What you need to do:
Count the lines in the records below that contain the word "mask", and give only that count.
□ □ □ □ □ □ □
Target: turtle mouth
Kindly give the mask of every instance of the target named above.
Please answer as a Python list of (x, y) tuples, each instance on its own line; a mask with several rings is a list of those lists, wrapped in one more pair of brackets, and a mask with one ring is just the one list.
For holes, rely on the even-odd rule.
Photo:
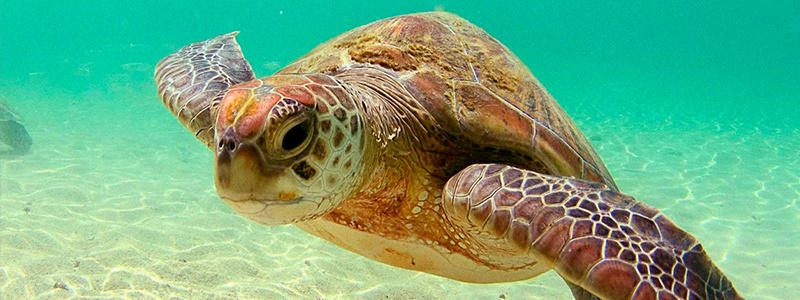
□ □ □ □ □ □ □
Exercise result:
2